▶ PROBLEM DESCRIPTION: Return, unchanged and with no pictures, the lines below from the very first through the one that contains "Where can the front fender".

▶ INPUT MATERIAL:
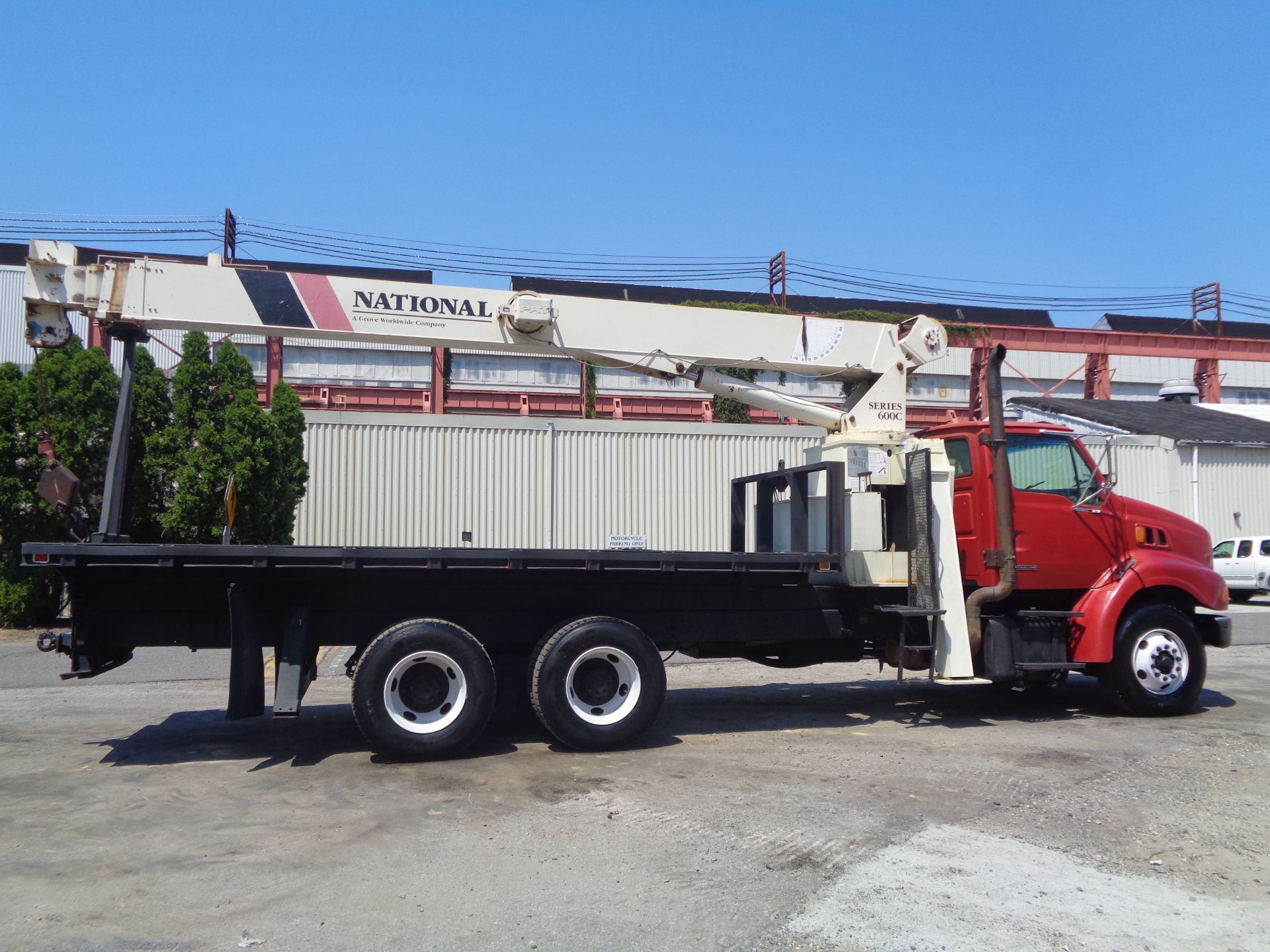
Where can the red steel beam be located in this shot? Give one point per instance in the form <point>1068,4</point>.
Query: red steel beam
<point>1074,340</point>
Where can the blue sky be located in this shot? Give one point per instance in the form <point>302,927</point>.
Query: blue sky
<point>1071,143</point>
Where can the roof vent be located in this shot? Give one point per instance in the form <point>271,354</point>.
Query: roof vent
<point>1179,391</point>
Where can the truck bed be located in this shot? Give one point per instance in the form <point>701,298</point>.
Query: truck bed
<point>130,596</point>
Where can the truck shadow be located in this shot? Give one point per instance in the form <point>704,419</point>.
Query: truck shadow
<point>204,736</point>
<point>328,730</point>
<point>912,703</point>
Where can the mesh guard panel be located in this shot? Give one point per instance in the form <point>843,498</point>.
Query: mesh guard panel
<point>921,539</point>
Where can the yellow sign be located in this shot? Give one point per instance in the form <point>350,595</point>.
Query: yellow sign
<point>230,502</point>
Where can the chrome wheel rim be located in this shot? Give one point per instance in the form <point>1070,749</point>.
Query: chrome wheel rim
<point>1160,662</point>
<point>603,686</point>
<point>425,692</point>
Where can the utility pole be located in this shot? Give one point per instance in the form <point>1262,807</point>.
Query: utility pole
<point>1206,298</point>
<point>778,274</point>
<point>230,244</point>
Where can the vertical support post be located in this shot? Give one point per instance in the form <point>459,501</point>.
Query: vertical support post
<point>229,247</point>
<point>117,466</point>
<point>980,356</point>
<point>1206,298</point>
<point>737,542</point>
<point>778,274</point>
<point>763,516</point>
<point>550,484</point>
<point>439,380</point>
<point>799,516</point>
<point>97,337</point>
<point>1097,377</point>
<point>835,509</point>
<point>1208,380</point>
<point>272,367</point>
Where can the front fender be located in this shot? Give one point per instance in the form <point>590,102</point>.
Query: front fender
<point>1094,635</point>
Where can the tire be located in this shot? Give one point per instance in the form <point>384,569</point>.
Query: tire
<point>597,683</point>
<point>1159,666</point>
<point>423,690</point>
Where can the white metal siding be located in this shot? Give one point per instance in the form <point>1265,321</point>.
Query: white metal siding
<point>13,323</point>
<point>382,480</point>
<point>1231,480</point>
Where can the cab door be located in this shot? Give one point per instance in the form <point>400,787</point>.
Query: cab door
<point>1241,571</point>
<point>1067,534</point>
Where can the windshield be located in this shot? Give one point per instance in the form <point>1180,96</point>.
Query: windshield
<point>1048,463</point>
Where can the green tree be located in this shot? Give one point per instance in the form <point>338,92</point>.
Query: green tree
<point>288,416</point>
<point>219,429</point>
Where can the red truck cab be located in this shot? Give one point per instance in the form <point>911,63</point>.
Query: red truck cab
<point>1111,564</point>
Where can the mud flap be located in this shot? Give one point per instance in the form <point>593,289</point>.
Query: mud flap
<point>247,662</point>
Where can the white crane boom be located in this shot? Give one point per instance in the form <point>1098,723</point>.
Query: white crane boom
<point>661,340</point>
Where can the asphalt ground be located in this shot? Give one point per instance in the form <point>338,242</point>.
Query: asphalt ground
<point>825,808</point>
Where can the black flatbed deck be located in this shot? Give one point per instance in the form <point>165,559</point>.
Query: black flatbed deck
<point>80,555</point>
<point>128,596</point>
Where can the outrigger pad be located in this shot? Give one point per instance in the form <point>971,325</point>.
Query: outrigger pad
<point>296,666</point>
<point>247,662</point>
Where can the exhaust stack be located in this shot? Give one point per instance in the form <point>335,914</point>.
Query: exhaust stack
<point>1001,504</point>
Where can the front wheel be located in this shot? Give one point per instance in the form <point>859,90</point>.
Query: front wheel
<point>423,690</point>
<point>597,683</point>
<point>1159,664</point>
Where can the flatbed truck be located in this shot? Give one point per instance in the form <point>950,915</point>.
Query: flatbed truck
<point>887,546</point>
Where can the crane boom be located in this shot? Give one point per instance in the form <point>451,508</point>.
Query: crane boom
<point>661,340</point>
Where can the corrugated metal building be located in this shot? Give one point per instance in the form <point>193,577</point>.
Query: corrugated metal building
<point>1209,466</point>
<point>427,480</point>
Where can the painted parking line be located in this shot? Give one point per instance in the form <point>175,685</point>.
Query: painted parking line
<point>331,662</point>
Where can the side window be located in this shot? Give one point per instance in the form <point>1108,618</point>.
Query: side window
<point>959,455</point>
<point>1046,463</point>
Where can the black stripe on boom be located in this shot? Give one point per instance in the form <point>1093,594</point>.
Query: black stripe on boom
<point>275,299</point>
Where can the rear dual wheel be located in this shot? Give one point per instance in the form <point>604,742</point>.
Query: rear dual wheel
<point>423,690</point>
<point>597,683</point>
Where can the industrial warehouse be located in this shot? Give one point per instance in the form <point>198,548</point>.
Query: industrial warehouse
<point>381,411</point>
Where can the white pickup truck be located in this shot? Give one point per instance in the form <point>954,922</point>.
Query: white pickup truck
<point>1245,564</point>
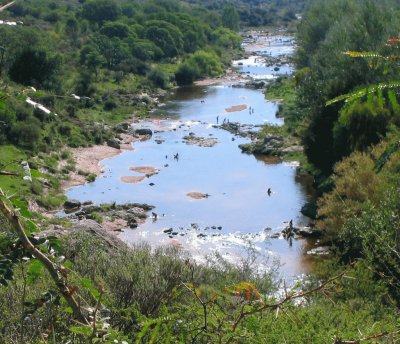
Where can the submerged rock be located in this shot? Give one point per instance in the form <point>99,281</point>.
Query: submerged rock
<point>72,204</point>
<point>319,251</point>
<point>143,131</point>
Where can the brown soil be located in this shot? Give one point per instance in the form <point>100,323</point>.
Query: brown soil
<point>147,170</point>
<point>236,108</point>
<point>132,179</point>
<point>197,195</point>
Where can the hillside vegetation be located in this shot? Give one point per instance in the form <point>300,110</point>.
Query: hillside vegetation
<point>95,63</point>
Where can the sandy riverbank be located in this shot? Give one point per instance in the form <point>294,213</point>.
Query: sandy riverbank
<point>87,159</point>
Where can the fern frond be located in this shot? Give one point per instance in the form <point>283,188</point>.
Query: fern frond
<point>364,54</point>
<point>362,92</point>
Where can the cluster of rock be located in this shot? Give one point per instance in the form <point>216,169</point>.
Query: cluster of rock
<point>272,145</point>
<point>181,231</point>
<point>242,130</point>
<point>132,213</point>
<point>192,139</point>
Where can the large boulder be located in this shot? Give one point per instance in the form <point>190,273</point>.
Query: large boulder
<point>143,131</point>
<point>72,204</point>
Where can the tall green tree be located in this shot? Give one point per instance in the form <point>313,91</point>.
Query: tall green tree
<point>230,18</point>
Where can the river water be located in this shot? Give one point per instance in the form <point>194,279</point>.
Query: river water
<point>238,212</point>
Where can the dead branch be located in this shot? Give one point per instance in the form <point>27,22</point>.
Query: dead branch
<point>66,291</point>
<point>289,297</point>
<point>7,6</point>
<point>5,173</point>
<point>360,340</point>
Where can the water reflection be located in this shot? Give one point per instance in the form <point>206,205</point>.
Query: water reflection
<point>238,211</point>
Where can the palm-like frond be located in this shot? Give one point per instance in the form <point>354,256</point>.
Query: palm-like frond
<point>364,91</point>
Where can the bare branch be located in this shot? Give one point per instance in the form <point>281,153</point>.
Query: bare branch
<point>65,290</point>
<point>364,339</point>
<point>7,6</point>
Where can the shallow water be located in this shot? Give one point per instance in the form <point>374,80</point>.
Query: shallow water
<point>238,212</point>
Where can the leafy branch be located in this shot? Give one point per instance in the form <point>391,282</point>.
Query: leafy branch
<point>56,272</point>
<point>364,339</point>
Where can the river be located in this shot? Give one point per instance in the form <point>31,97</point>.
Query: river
<point>237,212</point>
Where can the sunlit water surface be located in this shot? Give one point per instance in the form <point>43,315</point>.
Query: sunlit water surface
<point>238,213</point>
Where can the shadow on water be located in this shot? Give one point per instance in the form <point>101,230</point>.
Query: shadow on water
<point>237,211</point>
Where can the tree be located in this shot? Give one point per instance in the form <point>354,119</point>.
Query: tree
<point>35,67</point>
<point>230,18</point>
<point>166,36</point>
<point>100,11</point>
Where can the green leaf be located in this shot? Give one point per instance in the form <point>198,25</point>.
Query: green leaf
<point>68,310</point>
<point>81,330</point>
<point>34,270</point>
<point>23,208</point>
<point>87,283</point>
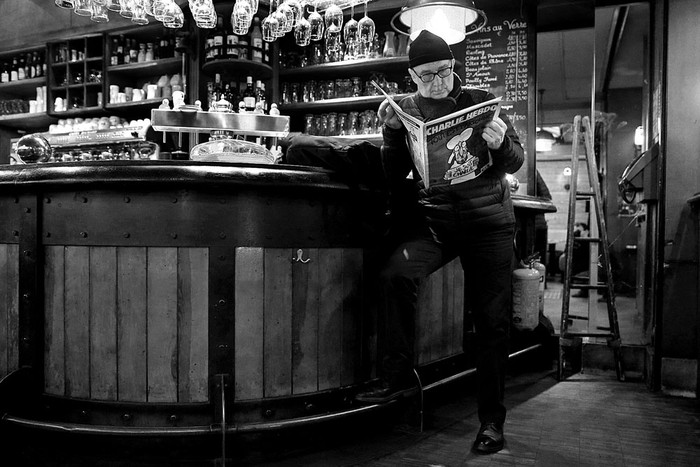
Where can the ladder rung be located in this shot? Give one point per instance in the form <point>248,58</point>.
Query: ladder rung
<point>569,335</point>
<point>588,286</point>
<point>587,239</point>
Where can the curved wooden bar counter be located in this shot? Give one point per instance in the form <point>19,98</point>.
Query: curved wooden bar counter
<point>179,298</point>
<point>132,293</point>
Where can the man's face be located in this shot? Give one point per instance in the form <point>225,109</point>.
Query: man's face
<point>439,87</point>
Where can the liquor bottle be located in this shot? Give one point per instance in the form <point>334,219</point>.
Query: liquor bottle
<point>249,95</point>
<point>243,49</point>
<point>256,42</point>
<point>5,75</point>
<point>30,67</point>
<point>217,87</point>
<point>120,50</point>
<point>14,71</point>
<point>232,45</point>
<point>134,51</point>
<point>260,95</point>
<point>218,50</point>
<point>127,51</point>
<point>113,60</point>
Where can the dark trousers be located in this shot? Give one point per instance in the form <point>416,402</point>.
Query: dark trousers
<point>487,260</point>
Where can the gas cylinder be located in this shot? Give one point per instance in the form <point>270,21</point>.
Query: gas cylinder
<point>526,283</point>
<point>540,268</point>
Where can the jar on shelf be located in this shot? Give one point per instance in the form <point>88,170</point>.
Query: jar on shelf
<point>356,87</point>
<point>352,124</point>
<point>341,124</point>
<point>332,124</point>
<point>309,124</point>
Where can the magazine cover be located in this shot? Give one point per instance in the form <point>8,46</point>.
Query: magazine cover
<point>450,149</point>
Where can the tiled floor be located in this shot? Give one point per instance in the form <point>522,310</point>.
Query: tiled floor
<point>586,420</point>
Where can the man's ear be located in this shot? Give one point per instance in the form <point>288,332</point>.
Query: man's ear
<point>414,76</point>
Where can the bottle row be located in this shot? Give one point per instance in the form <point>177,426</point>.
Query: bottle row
<point>246,97</point>
<point>318,53</point>
<point>312,91</point>
<point>125,50</point>
<point>23,106</point>
<point>342,124</point>
<point>222,44</point>
<point>24,66</point>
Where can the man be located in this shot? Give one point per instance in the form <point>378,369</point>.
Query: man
<point>472,219</point>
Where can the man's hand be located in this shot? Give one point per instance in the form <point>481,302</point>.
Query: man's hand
<point>387,115</point>
<point>494,132</point>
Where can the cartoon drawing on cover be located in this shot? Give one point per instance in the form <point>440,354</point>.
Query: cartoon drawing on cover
<point>461,159</point>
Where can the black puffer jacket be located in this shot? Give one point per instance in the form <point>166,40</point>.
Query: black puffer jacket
<point>483,201</point>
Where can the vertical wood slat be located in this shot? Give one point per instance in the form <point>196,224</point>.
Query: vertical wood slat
<point>13,308</point>
<point>305,302</point>
<point>132,321</point>
<point>5,287</point>
<point>330,318</point>
<point>77,321</point>
<point>193,324</point>
<point>458,308</point>
<point>103,323</point>
<point>352,300</point>
<point>249,323</point>
<point>278,323</point>
<point>435,312</point>
<point>162,325</point>
<point>54,355</point>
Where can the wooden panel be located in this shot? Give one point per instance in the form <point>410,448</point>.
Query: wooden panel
<point>5,287</point>
<point>13,308</point>
<point>249,293</point>
<point>352,310</point>
<point>132,322</point>
<point>103,323</point>
<point>278,322</point>
<point>434,331</point>
<point>162,324</point>
<point>54,354</point>
<point>305,302</point>
<point>193,324</point>
<point>77,307</point>
<point>457,295</point>
<point>330,318</point>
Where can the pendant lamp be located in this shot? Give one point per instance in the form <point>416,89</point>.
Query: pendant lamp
<point>451,20</point>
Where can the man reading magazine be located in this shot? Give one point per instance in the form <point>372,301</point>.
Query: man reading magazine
<point>462,209</point>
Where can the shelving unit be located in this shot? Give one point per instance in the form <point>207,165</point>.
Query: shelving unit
<point>72,67</point>
<point>25,90</point>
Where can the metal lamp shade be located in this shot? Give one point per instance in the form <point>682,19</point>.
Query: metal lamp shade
<point>451,20</point>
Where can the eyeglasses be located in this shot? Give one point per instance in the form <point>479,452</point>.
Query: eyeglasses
<point>430,76</point>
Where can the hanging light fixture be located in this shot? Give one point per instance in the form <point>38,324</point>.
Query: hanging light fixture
<point>451,20</point>
<point>545,140</point>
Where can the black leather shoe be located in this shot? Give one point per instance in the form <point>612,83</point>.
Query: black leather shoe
<point>383,392</point>
<point>489,439</point>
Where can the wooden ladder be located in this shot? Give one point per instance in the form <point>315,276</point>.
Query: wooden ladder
<point>598,251</point>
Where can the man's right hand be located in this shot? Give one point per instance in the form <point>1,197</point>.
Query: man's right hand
<point>387,115</point>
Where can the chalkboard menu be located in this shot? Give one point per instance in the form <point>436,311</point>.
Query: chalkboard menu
<point>501,59</point>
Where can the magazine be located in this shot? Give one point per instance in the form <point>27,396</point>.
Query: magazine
<point>450,149</point>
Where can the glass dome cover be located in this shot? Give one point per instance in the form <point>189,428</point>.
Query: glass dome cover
<point>223,148</point>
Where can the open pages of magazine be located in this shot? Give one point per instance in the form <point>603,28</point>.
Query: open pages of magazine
<point>450,149</point>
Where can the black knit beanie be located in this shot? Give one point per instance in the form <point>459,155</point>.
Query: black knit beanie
<point>428,47</point>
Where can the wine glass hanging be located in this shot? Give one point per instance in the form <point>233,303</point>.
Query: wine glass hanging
<point>309,20</point>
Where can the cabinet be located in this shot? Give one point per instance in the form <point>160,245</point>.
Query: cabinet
<point>15,96</point>
<point>336,98</point>
<point>136,59</point>
<point>75,77</point>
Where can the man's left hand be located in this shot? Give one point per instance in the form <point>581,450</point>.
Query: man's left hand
<point>494,132</point>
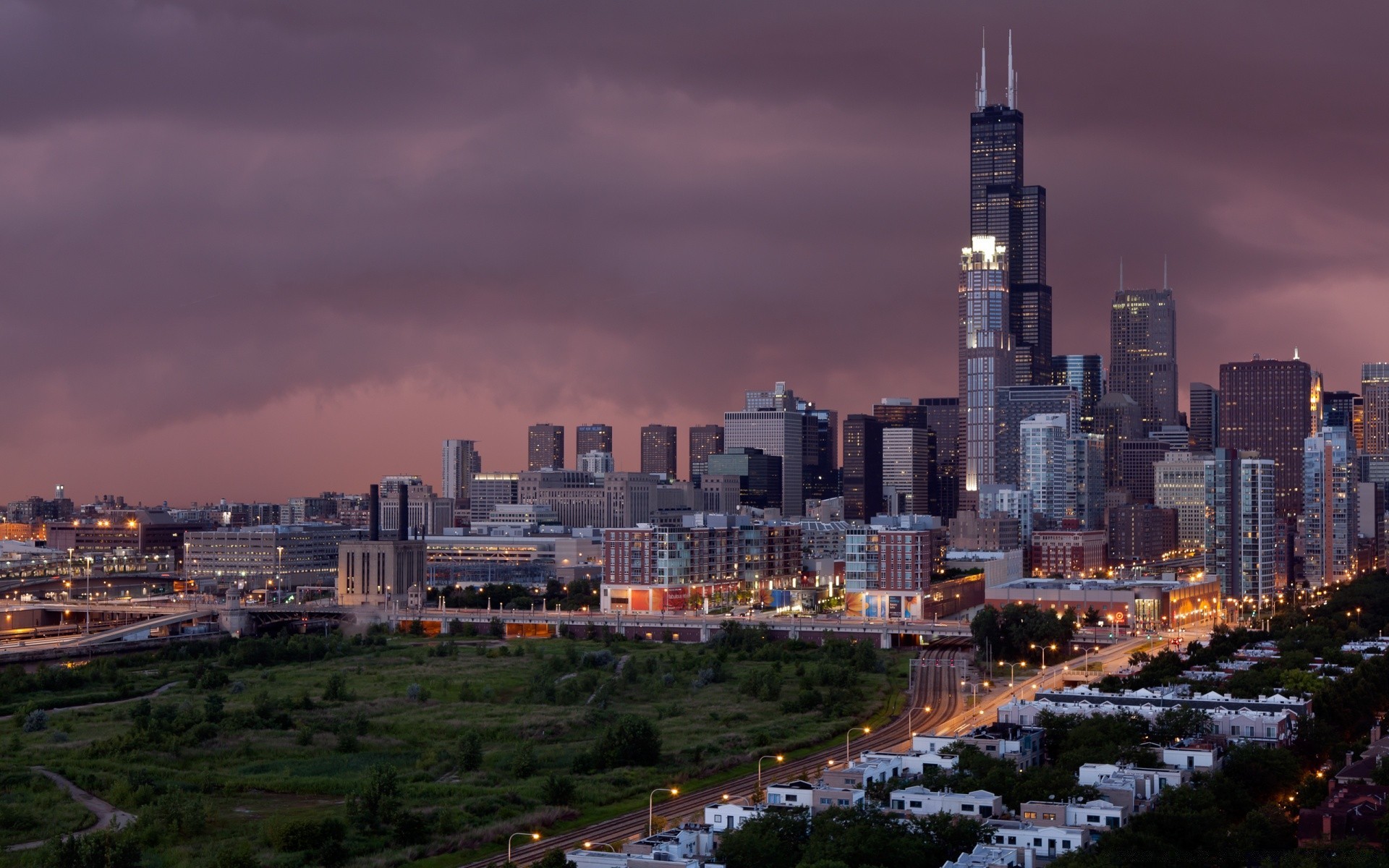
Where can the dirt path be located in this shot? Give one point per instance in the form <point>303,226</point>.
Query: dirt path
<point>107,816</point>
<point>114,702</point>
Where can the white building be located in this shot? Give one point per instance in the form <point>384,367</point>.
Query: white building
<point>920,801</point>
<point>1330,520</point>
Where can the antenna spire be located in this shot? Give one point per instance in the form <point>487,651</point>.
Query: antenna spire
<point>981,90</point>
<point>1013,77</point>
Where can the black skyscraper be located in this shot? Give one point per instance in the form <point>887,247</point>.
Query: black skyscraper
<point>1014,214</point>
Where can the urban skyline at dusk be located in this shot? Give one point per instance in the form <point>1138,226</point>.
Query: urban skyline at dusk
<point>381,235</point>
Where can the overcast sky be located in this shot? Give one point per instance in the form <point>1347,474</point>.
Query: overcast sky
<point>253,250</point>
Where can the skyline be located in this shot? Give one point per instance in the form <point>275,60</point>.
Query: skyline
<point>214,263</point>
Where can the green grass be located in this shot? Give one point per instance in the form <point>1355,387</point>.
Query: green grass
<point>34,807</point>
<point>247,774</point>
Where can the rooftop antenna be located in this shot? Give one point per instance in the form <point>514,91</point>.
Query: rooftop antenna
<point>981,92</point>
<point>1013,77</point>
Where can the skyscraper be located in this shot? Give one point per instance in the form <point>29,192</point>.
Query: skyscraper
<point>909,463</point>
<point>545,446</point>
<point>705,441</point>
<point>1014,216</point>
<point>659,451</point>
<point>1085,374</point>
<point>1374,388</point>
<point>863,467</point>
<point>460,463</point>
<point>1205,417</point>
<point>1266,407</point>
<point>771,422</point>
<point>595,438</point>
<point>985,359</point>
<point>1330,517</point>
<point>1144,353</point>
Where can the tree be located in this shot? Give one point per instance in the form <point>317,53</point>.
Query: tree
<point>377,801</point>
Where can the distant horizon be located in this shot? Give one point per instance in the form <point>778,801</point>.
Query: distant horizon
<point>261,281</point>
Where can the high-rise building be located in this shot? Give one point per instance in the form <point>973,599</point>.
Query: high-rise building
<point>1330,519</point>
<point>943,418</point>
<point>1144,353</point>
<point>659,451</point>
<point>985,359</point>
<point>1043,472</point>
<point>1014,216</point>
<point>1118,420</point>
<point>545,446</point>
<point>593,438</point>
<point>705,441</point>
<point>1017,403</point>
<point>909,464</point>
<point>1180,485</point>
<point>1085,374</point>
<point>1241,528</point>
<point>1374,388</point>
<point>1266,407</point>
<point>771,422</point>
<point>863,467</point>
<point>460,463</point>
<point>1205,417</point>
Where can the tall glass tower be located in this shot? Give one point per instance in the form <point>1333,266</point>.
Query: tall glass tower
<point>1014,214</point>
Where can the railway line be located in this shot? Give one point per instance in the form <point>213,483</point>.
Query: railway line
<point>935,684</point>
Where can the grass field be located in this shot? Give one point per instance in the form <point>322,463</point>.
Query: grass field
<point>271,733</point>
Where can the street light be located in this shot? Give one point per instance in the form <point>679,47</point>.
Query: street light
<point>650,806</point>
<point>778,757</point>
<point>514,835</point>
<point>863,729</point>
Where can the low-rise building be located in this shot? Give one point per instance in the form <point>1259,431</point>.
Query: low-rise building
<point>920,801</point>
<point>1021,745</point>
<point>815,796</point>
<point>1041,842</point>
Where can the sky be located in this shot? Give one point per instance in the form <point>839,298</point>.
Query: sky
<point>256,250</point>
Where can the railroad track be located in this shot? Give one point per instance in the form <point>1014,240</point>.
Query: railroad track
<point>935,685</point>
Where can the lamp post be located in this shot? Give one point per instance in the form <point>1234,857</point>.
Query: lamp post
<point>650,806</point>
<point>514,835</point>
<point>863,729</point>
<point>778,757</point>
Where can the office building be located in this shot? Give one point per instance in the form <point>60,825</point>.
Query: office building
<point>545,448</point>
<point>1118,420</point>
<point>1141,534</point>
<point>943,418</point>
<point>460,463</point>
<point>1331,522</point>
<point>985,359</point>
<point>863,467</point>
<point>705,441</point>
<point>1144,353</point>
<point>1374,389</point>
<point>1180,485</point>
<point>1203,417</point>
<point>759,475</point>
<point>1266,407</point>
<point>489,490</point>
<point>268,557</point>
<point>1241,528</point>
<point>1085,374</point>
<point>659,451</point>
<point>593,436</point>
<point>1045,467</point>
<point>596,463</point>
<point>909,464</point>
<point>1014,216</point>
<point>771,422</point>
<point>1017,403</point>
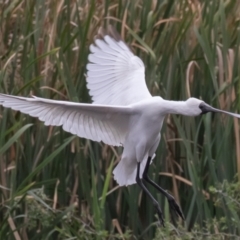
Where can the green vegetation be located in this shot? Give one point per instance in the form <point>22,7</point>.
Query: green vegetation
<point>57,186</point>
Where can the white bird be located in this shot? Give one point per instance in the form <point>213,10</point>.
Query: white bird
<point>123,112</point>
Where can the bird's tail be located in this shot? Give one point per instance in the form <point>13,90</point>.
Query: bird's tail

▶ RESULT OF THE TASK:
Where can the red steel beam be located in this shot? Give one point per instance in the form <point>1068,4</point>.
Query: red steel beam
<point>1074,340</point>
Where can the blue sky be located in this shot? Give one point per instance in the form <point>302,927</point>.
Query: blue sky
<point>1071,143</point>
Where can the roof vent be located in this shot? Give one point per instance in the form <point>271,354</point>.
Query: roof vent
<point>1179,391</point>
Where can the truck bed be located in this shot? Give one point per instance in the form <point>701,298</point>.
Query: truck bed
<point>130,596</point>
Where can the truck shadow be located in this shot? Give one point per instance in the form <point>704,419</point>.
Query: truck shadow
<point>204,736</point>
<point>328,730</point>
<point>912,703</point>
Where can the mesh guard panel be located in this shot? Give one point per instance in the form <point>843,498</point>.
Query: mesh guard panel
<point>921,539</point>
Where can the yellow sign be located in this shot? Give one point per instance in the form <point>350,595</point>.
Query: yellow sign
<point>230,502</point>
Where can the chrome wheel rim be located in this shot? Give one point per instance in the form <point>1070,749</point>.
Query: chrome wheel rim
<point>1160,662</point>
<point>603,686</point>
<point>425,692</point>
Where can the utility pole be located in this shot? Give one point per instance in the form <point>1262,807</point>.
Query: utility pole
<point>1206,298</point>
<point>778,274</point>
<point>230,244</point>
Where can the vertical support post be located in this shot? Give one point per instance in the form <point>459,501</point>.
Query: vertical support post
<point>229,247</point>
<point>117,466</point>
<point>980,356</point>
<point>1206,298</point>
<point>737,542</point>
<point>778,274</point>
<point>763,516</point>
<point>550,484</point>
<point>439,380</point>
<point>799,516</point>
<point>97,337</point>
<point>1097,377</point>
<point>835,509</point>
<point>1208,380</point>
<point>272,367</point>
Where can the front fender be located in this shot? Give one point per instance in the form <point>590,102</point>.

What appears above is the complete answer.